Passagem extraída:
§

Nos últimos 20 anos aconteceu em diversos países romano-germânicos e no Brasil, muito particularmente, esta aproximação entre o Direito Civil e o Direito Constitucional. A verdade é que o Direito Civil nos últimos anos atirou-se apaixonadamente nos braços do Direito Constitucional e foi correspondido. Na vida, melhor que um grande amor só um grande amor correspondido. Há um fenômeno na paisagem jurídica contemporânea que é a constitucionalização do Direito Civil, na dupla vertente, seja a da vinda de institutos e categorias do Direito Civil para a Constituição, seja a ida da Constituição para a reinterpretação destes institutos. Como exemplos da primeira afirmação, a Constituição revolucionou os modos de constituição de família. Já não é mais apenas o casamento, mas existe a família da união estável, existe a família monoparental e logo ali na esquina do tempo vai haver as famílias resultantes das uniões homoafetivas, a matéria inclusive já está posta perante o Supremo Tribunal Federal. Vieram para a Constituição a função social da propriedade, da onde se extrai, também, a ideia de função social do contrato, a igualdade entre os cônjuges. O homem já não é mais o chefe da sociedade conjugal. A igualdade entre os filhos está na Constituição. A ideia de boa-fé objetiva foi extraída do princípio constitucional da dignidade da pessoa humana. Há na Constituição uma revisão de inúmeros conceitos tradicionais do Direito Civil, inclusive três dos conceitos mais clássicos: família, propriedade e contratos.


Além disso, a Constituição com o princípio da dignidade da pessoa humana determina novo sentido e alcance para institutos tradicionais do Direito Civil, opera-se aquilo que a doutrina tem referido como sendo uma re-personalização do Direito Civil consequente a uma despatrimonialização. Ser, volta a ser mais importante do que ter. Este é o processo histórico da constitucionalização do Direito Civil e da incidência do princípio da dignidade da pessoa humana. Na lição Kantiana as coisas têm um preço, as pessoas têm dignidade e, consequentemente, o Direito, antes de assegurar a subsistência dos valores patrimoniais, ele existe para assegurar a prevalência dos valores existenciais. Alguém poderá olhar à realidade a volta e ter dúvidas que o ser tenha verdadeiramente passado a ser mais do que o ter. É preciso ter em linha de conta o momento em que os direitos fundamentais passam para o centro do sistema jurídico, que as ideias, inclusive as grandes ideias, levam um tempo razoalvemente longo, desde o momento em que elas conquistam corações e mentes até o momento em que elas se tornam realidade concreta. A centralidade dos direitos fundamentais e a própria dignidade da pessoa humana no centro do sistema, inclusive do Direito Civil, não significa que um dia as coisas passaram a ser assim. Significa que o processo civilizatório e o espírito humano chegaram a um novo patamar ético e que, portanto, agora é uma questão de concretização. Essas vitórias históricas levam muito tempo para se concretizar. A igualdade racial levou séculos, a igualdade da mulher não tem 50 anos em mais de 10 mil anos de civilização. É preciso ter uma certa indignação para fazer o processo social avançar e uma certa resignação para não ficar amargo. O princípio da dignidade da pessoa humana passou para o centro do sistema e hoje em dia ele condiciona, verdadeiramente, a interpretação do Direito Civil.

§

Tarefa 1: Reproduza sem nenhuma alteração a parte das entradas que vai da linha que contém "of the suit" até o fim das entradas, incluindo as duas pontas.
O texto e as entradas são materiais independentes, sem ligação entre si.

Entradas salvas
§

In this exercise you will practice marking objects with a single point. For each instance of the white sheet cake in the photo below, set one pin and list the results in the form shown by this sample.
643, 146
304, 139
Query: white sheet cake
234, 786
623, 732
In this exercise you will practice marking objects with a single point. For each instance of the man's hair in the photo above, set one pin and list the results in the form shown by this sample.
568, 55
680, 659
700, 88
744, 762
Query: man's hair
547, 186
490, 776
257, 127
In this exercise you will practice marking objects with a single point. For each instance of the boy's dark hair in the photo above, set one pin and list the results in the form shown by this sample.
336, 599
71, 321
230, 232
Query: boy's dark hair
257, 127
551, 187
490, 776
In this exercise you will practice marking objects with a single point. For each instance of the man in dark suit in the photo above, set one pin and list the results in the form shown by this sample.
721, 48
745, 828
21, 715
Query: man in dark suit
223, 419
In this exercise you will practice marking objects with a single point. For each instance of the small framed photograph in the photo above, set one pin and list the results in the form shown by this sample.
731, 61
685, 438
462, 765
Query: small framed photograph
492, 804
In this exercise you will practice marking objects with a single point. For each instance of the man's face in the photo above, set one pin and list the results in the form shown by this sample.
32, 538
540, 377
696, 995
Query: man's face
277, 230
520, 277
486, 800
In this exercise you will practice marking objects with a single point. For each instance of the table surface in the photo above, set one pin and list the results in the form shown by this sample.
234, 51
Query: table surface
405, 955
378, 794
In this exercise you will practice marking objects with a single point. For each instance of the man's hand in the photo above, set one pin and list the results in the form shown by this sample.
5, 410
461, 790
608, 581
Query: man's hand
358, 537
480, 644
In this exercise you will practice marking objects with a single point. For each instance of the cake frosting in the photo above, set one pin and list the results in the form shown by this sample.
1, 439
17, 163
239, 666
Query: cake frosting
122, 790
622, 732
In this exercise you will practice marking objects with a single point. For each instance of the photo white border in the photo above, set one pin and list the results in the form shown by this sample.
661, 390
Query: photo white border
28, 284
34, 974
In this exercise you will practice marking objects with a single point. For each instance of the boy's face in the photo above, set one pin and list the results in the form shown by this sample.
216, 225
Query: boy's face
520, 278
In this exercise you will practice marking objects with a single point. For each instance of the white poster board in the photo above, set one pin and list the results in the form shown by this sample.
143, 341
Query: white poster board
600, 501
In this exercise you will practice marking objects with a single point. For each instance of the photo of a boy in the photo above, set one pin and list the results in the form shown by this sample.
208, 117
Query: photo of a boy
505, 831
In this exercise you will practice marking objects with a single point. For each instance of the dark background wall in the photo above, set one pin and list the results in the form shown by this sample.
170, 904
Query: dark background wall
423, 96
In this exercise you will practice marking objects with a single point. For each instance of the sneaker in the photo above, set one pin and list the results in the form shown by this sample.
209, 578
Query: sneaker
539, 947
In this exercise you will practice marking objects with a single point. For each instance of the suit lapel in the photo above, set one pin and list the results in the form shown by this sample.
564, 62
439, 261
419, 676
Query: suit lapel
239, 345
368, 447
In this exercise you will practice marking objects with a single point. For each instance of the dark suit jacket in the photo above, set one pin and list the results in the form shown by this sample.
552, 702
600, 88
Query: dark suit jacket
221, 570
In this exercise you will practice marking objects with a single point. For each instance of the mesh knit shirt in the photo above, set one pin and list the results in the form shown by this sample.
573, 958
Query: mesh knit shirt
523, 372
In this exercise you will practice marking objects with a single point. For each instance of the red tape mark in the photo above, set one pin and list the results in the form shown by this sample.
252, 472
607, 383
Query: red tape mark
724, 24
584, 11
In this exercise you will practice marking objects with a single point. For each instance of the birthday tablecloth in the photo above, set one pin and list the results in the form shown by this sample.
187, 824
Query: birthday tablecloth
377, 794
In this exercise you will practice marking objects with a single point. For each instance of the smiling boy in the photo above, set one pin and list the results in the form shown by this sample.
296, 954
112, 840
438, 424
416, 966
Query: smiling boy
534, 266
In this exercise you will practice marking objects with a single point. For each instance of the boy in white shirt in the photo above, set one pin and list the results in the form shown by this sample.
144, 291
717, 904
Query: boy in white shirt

§

Tarefa 2: Segundo o texto sobre a constitucionalização do Direito Civil, quais são os três conceitos mais clássicos do Direito Civil revistos pela Constituição?

Resposta da tarefa 1:
In this exercise you will practice marking objects with a single point. For each instance of the suit lapel in the photo above, set one pin and list the results in the form shown by this sample.
564, 62
439, 261
419, 676
Query: suit lapel
239, 345
368, 447
In this exercise you will practice marking objects with a single point. For each instance of the dark suit jacket in the photo above, set one pin and list the results in the form shown by this sample.
552, 702
600, 88
Query: dark suit jacket
221, 570
In this exercise you will practice marking objects with a single point. For each instance of the mesh knit shirt in the photo above, set one pin and list the results in the form shown by this sample.
573, 958
Query: mesh knit shirt
523, 372
In this exercise you will practice marking objects with a single point. For each instance of the red tape mark in the photo above, set one pin and list the results in the form shown by this sample.
252, 472
607, 383
Query: red tape mark
724, 24
584, 11
In this exercise you will practice marking objects with a single point. For each instance of the birthday tablecloth in the photo above, set one pin and list the results in the form shown by this sample.
187, 824
Query: birthday tablecloth
377, 794
In this exercise you will practice marking objects with a single point. For each instance of the smiling boy in the photo above, set one pin and list the results in the form shown by this sample.
296, 954
112, 840
438, 424
416, 966
Query: smiling boy
534, 266
In this exercise you will practice marking objects with a single point. For each instance of the boy in white shirt in the photo above, set one pin and list the results in the form shown by this sample.
144, 291
717, 904
Query: boy in white shirt

Resposta da tarefa 2: Família, propriedade e contratos.